TEXT EXCERPT —
-- Opening Marker --
BioShock PC: Don’t Bother At All
After playing BioShock on the Xbox 360 (the game is a marvel on the console, by the way), I got the PC version to see how it plays on “the other platform”. Under the right circumstances, the game plays wonderfully, but has serious stability issues, and there’s of course the widescreen issue, both which 2K Games promises to fix.
But another, major issue, is the DRM BioShock infected my computer with. The SecuROM copy protection system has been criticized for every single game it managed to infect. SecuROM installs a rootkit on your PC (which is quite difficult to remove), in order to verify if you have a genuine version of the game. But in order to install the game in the first place, I had to disable my anti virus program, which gives you an idea of what sort of work SecuROM does.
Not only that, even the demo version of the game installs the DRM rootkit (use Microsoft’s RootkitRevealer to reveal it) as well. The BioShock forums are flooded with complaints over the DRM (and a ton of other issues).
-- Closing Marker --
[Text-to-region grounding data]
-- Opening Marker --
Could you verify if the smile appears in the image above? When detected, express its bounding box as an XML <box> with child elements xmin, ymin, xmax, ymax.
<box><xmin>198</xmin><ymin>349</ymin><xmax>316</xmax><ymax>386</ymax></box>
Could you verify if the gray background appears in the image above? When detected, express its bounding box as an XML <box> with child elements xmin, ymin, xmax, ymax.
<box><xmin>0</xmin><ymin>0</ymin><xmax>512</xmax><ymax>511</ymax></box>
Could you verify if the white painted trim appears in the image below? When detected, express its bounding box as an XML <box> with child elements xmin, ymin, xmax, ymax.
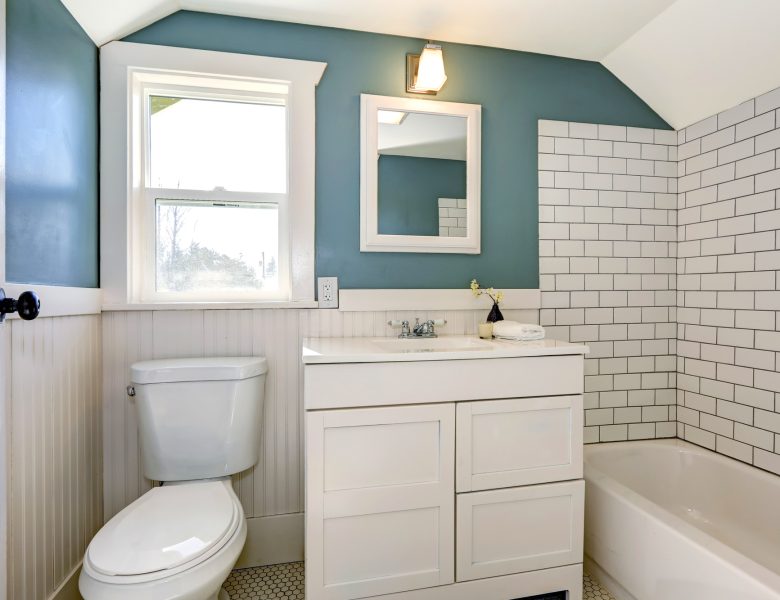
<box><xmin>235</xmin><ymin>513</ymin><xmax>304</xmax><ymax>569</ymax></box>
<box><xmin>49</xmin><ymin>561</ymin><xmax>83</xmax><ymax>600</ymax></box>
<box><xmin>102</xmin><ymin>300</ymin><xmax>318</xmax><ymax>312</ymax></box>
<box><xmin>360</xmin><ymin>94</ymin><xmax>482</xmax><ymax>254</ymax></box>
<box><xmin>0</xmin><ymin>5</ymin><xmax>11</xmax><ymax>600</ymax></box>
<box><xmin>100</xmin><ymin>42</ymin><xmax>327</xmax><ymax>305</ymax></box>
<box><xmin>0</xmin><ymin>283</ymin><xmax>103</xmax><ymax>319</ymax></box>
<box><xmin>339</xmin><ymin>289</ymin><xmax>542</xmax><ymax>312</ymax></box>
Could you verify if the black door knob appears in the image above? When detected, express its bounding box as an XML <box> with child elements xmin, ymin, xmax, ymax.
<box><xmin>0</xmin><ymin>288</ymin><xmax>41</xmax><ymax>323</ymax></box>
<box><xmin>16</xmin><ymin>292</ymin><xmax>41</xmax><ymax>321</ymax></box>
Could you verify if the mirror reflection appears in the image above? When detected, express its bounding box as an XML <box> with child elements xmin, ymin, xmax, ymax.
<box><xmin>376</xmin><ymin>109</ymin><xmax>468</xmax><ymax>237</ymax></box>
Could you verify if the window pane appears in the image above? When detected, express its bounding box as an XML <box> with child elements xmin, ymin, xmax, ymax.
<box><xmin>149</xmin><ymin>96</ymin><xmax>287</xmax><ymax>193</ymax></box>
<box><xmin>156</xmin><ymin>199</ymin><xmax>279</xmax><ymax>296</ymax></box>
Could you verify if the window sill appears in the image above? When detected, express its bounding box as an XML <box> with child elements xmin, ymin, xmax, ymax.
<box><xmin>102</xmin><ymin>300</ymin><xmax>318</xmax><ymax>312</ymax></box>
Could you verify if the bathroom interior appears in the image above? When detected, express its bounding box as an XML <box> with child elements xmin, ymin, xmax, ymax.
<box><xmin>0</xmin><ymin>0</ymin><xmax>780</xmax><ymax>600</ymax></box>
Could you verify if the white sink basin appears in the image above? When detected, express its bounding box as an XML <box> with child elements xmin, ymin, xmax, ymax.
<box><xmin>374</xmin><ymin>336</ymin><xmax>493</xmax><ymax>352</ymax></box>
<box><xmin>301</xmin><ymin>334</ymin><xmax>588</xmax><ymax>365</ymax></box>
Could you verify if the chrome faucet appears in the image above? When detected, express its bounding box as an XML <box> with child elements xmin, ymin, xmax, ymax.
<box><xmin>387</xmin><ymin>318</ymin><xmax>447</xmax><ymax>338</ymax></box>
<box><xmin>412</xmin><ymin>319</ymin><xmax>438</xmax><ymax>337</ymax></box>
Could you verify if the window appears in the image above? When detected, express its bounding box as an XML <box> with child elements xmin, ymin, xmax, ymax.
<box><xmin>141</xmin><ymin>87</ymin><xmax>289</xmax><ymax>301</ymax></box>
<box><xmin>101</xmin><ymin>42</ymin><xmax>325</xmax><ymax>304</ymax></box>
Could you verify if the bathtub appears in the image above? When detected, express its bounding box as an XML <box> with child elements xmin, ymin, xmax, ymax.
<box><xmin>585</xmin><ymin>440</ymin><xmax>780</xmax><ymax>600</ymax></box>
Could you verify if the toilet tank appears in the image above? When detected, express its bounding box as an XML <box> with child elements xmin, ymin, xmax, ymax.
<box><xmin>130</xmin><ymin>357</ymin><xmax>268</xmax><ymax>481</ymax></box>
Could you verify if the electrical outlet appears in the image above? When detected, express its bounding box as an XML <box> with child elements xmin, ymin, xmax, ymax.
<box><xmin>317</xmin><ymin>277</ymin><xmax>339</xmax><ymax>308</ymax></box>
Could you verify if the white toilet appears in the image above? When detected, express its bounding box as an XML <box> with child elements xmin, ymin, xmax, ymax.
<box><xmin>79</xmin><ymin>358</ymin><xmax>267</xmax><ymax>600</ymax></box>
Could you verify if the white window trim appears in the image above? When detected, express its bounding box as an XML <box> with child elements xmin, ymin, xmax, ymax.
<box><xmin>100</xmin><ymin>42</ymin><xmax>327</xmax><ymax>305</ymax></box>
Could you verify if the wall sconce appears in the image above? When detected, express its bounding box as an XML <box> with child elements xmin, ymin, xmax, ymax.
<box><xmin>406</xmin><ymin>43</ymin><xmax>447</xmax><ymax>95</ymax></box>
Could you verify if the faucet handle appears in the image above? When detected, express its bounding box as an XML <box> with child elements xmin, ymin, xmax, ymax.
<box><xmin>387</xmin><ymin>319</ymin><xmax>412</xmax><ymax>337</ymax></box>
-- Closing Marker --
YOUR TASKS —
1. Answer these questions from the BioShock text:
(a) Which two problems with the PC version does 2K Games promise to fix?
(b) What did the writer have to disable before installing the game?
(c) Which tool does the text name for revealing the rootkit?
2. Copy word for word the stretch of the BioShock text from "But another, major" through "of other issues).".

PER-TASK OUTPUTS —
1.
(a) Its serious stability issues and the widescreen issue.
(b) The writer's anti virus program.
(c) Microsoft's RootkitRevealer.

2.
But another, major issue, is the DRM BioShock infected my computer with. The SecuROM copy protection system has been criticized for every single game it managed to infect. SecuROM installs a rootkit on your PC (which is quite difficult to remove), in order to verify if you have a genuine version of the game. But in order to install the game in the first place, I had to disable my anti virus program, which gives you an idea of what sort of work SecuROM does.
Not only that, even the demo version of the game installs the DRM rootkit (use Microsoft’s RootkitRevealer to reveal it) as well. The BioShock forums are flooded with complaints over the DRM (and a ton of other issues).